### Written problem A
In the thread on whether SSDs are worth the money, how long does it take mgedmin to grep a few hundred megs of sources with an SSD?
### Written problem B
Carry on the SSD thread from its final sentence.

Are SSDs worth the money? - rjstelling
http://skeptics.stackexchange.com/q/2862/4

======
mgedmin
As a developer I often have to recursively grep large source trees. With an
HDD that was painful, no matter how much RAM I added to my laptop -- the whole
source tree was rarely cached. With an SSD, I can grep a few hundred megs of
sources in a couple of seconds.

Now I'm someone who _hates_ having to wait unnecessarily, and considers even 1
or 2 seconds of application startup time to be unacceptably slow (hence
Chromium instead of Firefox). For me the expensive Intel SSD was worth the
money.

------
prpatel
Yes. If you're a developer, find an SSD with good IOPS performance. You'll
save time/frustration/angst and never want to use a spinner again. Every
single developer I've shown my laptop running an SSD and spinning up
Xcode/eclipse/RubyMine/ Textmate/Rails/Grails/Tomcat/etc has been shocked at
the speed. Once they make they jump, I invariably hear: how did I develop
before this? For recommendations on an SSD, have a look at the Intel SSD's,
the Crucial C300/C400, or the new Sandforce based drives. I had an Intel
X25M-G2 and upgraded to a C300 and loved both.

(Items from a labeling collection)
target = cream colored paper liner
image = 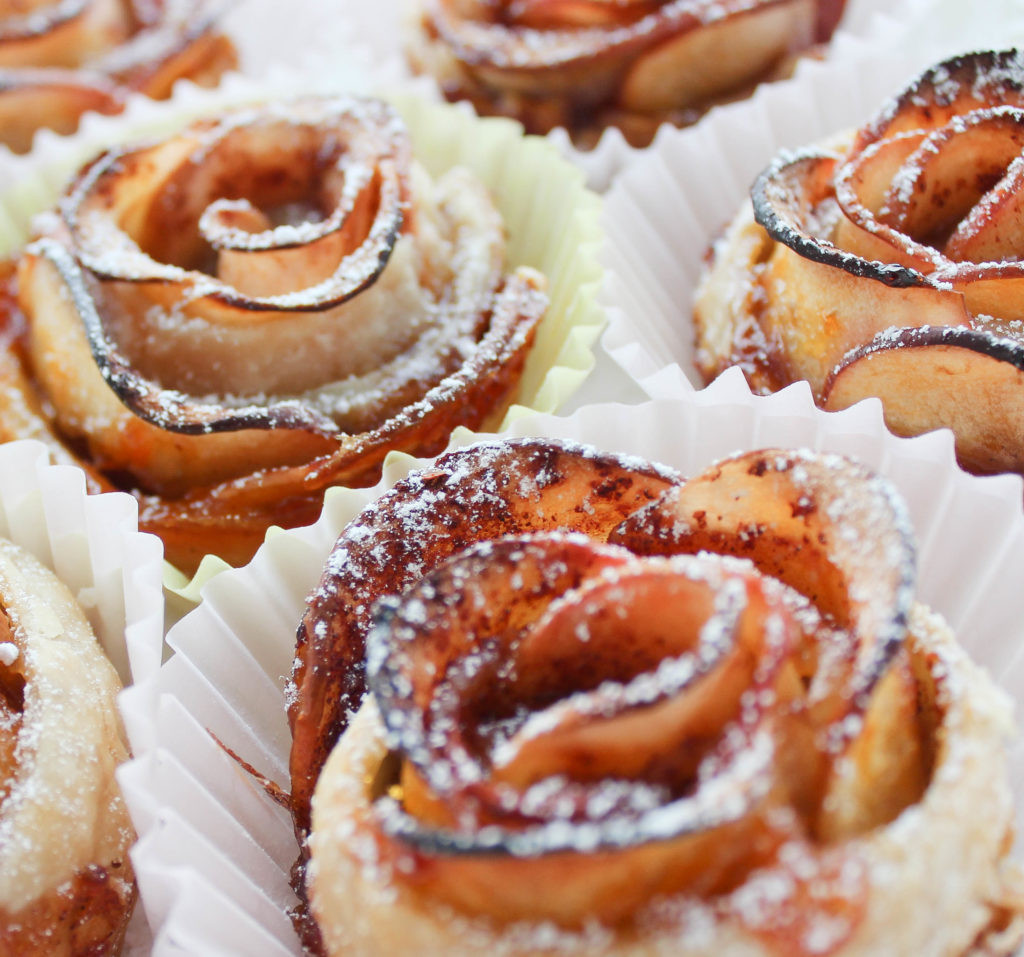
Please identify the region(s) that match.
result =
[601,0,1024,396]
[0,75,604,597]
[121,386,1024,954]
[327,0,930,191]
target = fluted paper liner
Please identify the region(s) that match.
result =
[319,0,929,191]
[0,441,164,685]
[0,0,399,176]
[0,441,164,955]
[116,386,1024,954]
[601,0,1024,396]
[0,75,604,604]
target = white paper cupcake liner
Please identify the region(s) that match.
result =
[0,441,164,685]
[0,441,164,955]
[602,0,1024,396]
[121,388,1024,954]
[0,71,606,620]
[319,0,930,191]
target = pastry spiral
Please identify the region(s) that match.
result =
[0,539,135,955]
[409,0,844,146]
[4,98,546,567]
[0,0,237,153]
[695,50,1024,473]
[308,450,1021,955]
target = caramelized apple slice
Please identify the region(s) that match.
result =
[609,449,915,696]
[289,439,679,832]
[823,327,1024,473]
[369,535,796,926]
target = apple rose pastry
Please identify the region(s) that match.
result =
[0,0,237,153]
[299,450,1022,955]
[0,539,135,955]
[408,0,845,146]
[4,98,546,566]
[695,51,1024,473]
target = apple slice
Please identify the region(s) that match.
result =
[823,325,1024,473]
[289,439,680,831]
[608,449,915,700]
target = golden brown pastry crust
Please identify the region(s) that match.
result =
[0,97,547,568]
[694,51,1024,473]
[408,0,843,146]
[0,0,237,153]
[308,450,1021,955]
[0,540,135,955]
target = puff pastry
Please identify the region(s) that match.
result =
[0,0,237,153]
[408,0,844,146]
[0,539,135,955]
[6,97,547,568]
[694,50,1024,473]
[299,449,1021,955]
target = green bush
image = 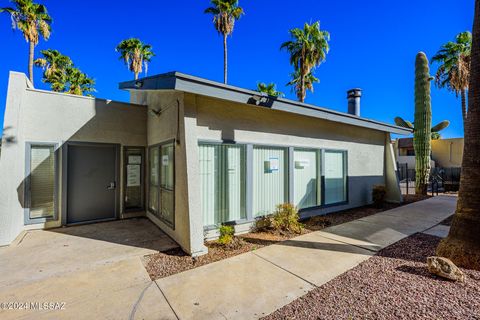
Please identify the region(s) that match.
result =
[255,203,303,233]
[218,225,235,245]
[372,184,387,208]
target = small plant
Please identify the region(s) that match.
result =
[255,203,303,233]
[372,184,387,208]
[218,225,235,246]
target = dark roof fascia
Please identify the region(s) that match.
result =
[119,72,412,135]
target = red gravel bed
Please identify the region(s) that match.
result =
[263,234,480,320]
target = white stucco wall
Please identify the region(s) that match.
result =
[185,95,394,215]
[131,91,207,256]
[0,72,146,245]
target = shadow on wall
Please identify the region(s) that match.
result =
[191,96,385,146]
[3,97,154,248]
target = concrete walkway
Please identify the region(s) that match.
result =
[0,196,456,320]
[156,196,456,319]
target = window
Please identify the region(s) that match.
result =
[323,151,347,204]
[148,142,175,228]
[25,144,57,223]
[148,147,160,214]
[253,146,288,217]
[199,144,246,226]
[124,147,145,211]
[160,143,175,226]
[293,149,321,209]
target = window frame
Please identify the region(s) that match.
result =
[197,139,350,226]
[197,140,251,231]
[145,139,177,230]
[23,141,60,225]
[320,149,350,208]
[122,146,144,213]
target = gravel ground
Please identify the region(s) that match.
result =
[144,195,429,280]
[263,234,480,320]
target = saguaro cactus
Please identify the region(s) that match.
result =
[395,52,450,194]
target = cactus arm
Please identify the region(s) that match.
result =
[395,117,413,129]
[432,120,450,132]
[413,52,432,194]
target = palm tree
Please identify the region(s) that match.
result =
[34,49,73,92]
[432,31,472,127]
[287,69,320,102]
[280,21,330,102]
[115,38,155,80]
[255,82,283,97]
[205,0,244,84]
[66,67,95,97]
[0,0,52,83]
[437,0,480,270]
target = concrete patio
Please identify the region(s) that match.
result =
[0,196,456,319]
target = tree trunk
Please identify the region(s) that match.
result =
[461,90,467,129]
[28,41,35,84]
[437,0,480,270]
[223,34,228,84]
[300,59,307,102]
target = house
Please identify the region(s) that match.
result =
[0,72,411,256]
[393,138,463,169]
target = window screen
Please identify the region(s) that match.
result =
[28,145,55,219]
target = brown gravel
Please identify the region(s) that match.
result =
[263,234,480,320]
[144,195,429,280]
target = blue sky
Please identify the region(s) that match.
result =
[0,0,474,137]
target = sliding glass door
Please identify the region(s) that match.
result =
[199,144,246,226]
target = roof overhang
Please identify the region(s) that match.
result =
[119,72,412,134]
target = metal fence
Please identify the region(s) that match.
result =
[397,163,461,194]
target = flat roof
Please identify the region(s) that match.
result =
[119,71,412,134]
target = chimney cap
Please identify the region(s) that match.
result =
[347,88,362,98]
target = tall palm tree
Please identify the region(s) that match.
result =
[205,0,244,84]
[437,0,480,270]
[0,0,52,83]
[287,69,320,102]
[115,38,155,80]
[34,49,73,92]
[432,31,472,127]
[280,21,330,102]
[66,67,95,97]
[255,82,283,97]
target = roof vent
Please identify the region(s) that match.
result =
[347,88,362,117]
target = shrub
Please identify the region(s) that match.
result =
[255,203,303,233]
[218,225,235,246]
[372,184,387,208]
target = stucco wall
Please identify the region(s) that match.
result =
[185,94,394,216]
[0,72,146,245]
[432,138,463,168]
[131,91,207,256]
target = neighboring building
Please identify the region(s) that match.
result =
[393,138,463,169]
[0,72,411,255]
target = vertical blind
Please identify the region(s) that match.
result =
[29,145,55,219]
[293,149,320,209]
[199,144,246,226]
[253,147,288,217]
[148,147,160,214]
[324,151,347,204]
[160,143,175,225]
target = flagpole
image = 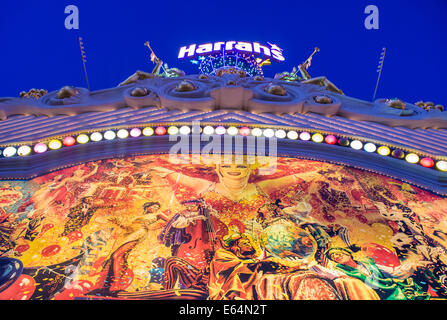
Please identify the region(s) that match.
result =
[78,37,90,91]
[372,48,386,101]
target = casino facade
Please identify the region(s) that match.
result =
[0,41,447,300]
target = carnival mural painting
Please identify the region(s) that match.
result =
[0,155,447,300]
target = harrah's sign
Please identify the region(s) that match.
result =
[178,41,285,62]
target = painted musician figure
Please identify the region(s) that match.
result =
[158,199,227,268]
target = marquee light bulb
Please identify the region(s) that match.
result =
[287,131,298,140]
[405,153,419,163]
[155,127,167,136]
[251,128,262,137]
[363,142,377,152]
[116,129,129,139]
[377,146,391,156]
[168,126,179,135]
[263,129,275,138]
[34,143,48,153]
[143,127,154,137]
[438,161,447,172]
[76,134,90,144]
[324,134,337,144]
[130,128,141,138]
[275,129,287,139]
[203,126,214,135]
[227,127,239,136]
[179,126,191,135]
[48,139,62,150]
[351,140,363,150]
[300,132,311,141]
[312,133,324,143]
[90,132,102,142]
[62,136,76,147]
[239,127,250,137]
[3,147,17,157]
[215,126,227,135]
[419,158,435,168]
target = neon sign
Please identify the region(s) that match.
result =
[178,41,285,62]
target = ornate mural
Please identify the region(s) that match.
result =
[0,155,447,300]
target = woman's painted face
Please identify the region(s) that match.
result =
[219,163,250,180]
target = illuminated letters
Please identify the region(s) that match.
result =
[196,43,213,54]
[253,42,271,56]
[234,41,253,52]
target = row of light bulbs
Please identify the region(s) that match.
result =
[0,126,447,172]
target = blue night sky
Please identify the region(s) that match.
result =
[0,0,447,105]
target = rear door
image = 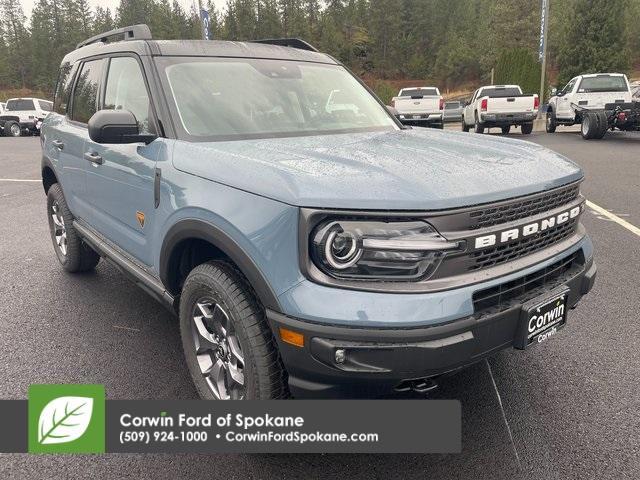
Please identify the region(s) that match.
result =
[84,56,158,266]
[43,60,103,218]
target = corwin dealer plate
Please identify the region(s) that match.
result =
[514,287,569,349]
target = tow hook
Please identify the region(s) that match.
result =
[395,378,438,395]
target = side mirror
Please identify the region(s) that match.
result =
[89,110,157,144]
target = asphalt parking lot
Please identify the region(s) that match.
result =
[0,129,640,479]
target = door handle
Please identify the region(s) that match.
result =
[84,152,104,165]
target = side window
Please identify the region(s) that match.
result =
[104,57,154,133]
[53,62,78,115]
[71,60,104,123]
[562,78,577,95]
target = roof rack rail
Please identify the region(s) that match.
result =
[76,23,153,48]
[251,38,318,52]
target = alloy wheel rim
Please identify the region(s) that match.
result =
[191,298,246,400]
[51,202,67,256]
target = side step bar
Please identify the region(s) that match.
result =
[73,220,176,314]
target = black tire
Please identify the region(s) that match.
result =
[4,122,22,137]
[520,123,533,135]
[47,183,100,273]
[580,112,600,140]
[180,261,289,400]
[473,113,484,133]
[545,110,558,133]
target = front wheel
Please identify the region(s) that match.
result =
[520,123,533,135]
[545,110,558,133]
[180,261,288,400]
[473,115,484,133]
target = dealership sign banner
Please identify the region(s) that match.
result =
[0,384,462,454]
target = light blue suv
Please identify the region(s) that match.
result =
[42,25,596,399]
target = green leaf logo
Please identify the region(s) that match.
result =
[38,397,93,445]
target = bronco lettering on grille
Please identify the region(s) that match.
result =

### Written answer A
A couple of seconds.

### Written answer B
------
deskamess
I got a laptop with an SSD and boot times are really fast. I keep my apps
installed on the SSD drive. I have a second regular HD where I store all
application data.

So the primary benefit I get is fast reboot and start up of apps. The above
was company sponsored laptop but I like it, and I will likely get something
similar for my next personal purchase.

------
Jem
I had my other half buy me an SSD for my laptop for Christmas. I wasn't really
interested in a boost in performance, but the ability to "throw" my laptop
about without worrying about the HDD. With an active, inquisitive toddler
around this has saved me a lot of worry.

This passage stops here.